WHAT YOU ARE ASKED TO DO: Convert the data below into a JSON list of strings, one string per line, with blank lines dropped. Leave the pictures out of your answer.

INPUT MATERIAL:
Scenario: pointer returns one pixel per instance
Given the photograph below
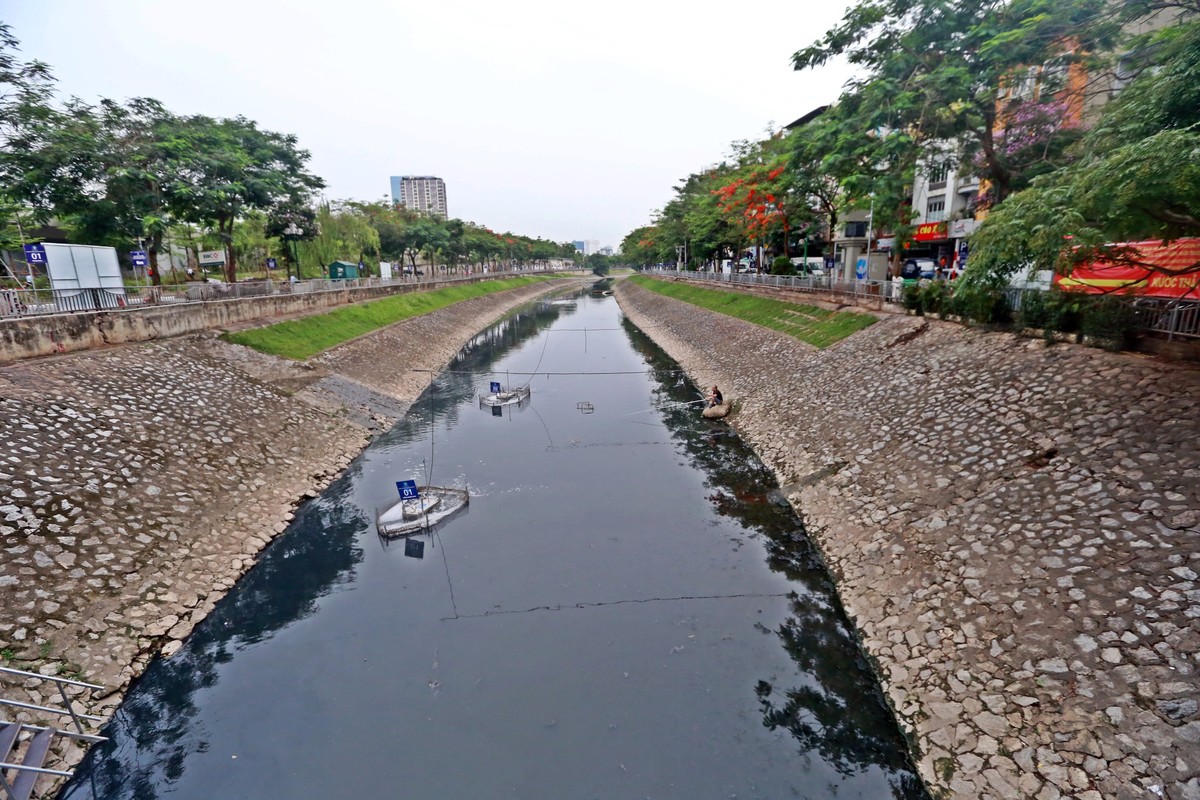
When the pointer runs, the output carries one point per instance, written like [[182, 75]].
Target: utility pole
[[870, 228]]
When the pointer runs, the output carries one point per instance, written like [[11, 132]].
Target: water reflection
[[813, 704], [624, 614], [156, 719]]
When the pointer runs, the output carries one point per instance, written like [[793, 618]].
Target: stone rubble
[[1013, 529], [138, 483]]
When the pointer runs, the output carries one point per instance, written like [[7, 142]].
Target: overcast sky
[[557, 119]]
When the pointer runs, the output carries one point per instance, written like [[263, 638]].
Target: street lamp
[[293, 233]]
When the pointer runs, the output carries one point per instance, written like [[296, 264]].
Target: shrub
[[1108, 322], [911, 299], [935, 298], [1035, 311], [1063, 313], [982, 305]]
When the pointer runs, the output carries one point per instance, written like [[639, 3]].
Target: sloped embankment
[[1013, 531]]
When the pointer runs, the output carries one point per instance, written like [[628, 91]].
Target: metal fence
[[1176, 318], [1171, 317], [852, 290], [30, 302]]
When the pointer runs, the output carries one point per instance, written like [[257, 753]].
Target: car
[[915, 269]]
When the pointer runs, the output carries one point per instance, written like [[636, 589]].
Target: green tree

ANSWER FOR THIS EXERCISE:
[
  "Scenario: pointer returns one pixel per instance",
  "Given the photograph below",
  "When the pointer runs, the output carries one point per instance, written like [[182, 75]].",
  "Target: utility pole",
  "[[870, 228]]",
  "When the pointer runs, the output carries one point per instance, written like [[11, 132]].",
  "Target: water reflection",
  "[[813, 704], [624, 614], [156, 719]]",
  "When the pointer runs, the output carries one point per instance, written like [[793, 618]].",
  "Target: stone rubble",
  "[[1013, 529], [138, 483]]",
  "When the pointer runs, the output carries one point per instance, written like [[7, 142]].",
  "Target: overcast sky",
  "[[557, 119]]",
  "When the pointer runs, the output carries one point per instance, written like [[263, 638]].",
  "Target: street lamp",
  "[[293, 233]]",
  "When the pointer runs, the output carries one point per instance, written like [[296, 264]].",
  "Target: shrub",
  "[[1108, 322], [911, 299], [935, 298], [1035, 311], [1063, 313], [982, 305]]",
  "When the pointer runs, the output carries one point per instance, written like [[639, 3]].",
  "Target: sloped embankment",
  "[[1013, 531]]",
  "When the pointer runs, the output carries one point per instance, written like [[628, 91]].",
  "Target: metal fence",
  "[[1176, 318], [1171, 317], [852, 290], [30, 302]]",
  "When the pointer runs, the output carries one point per instance, written like [[257, 753]].",
  "Target: car",
  "[[915, 269]]",
  "When the pointer runs, the output carries one point per instance, written like [[636, 589]].",
  "Target: green tree"
]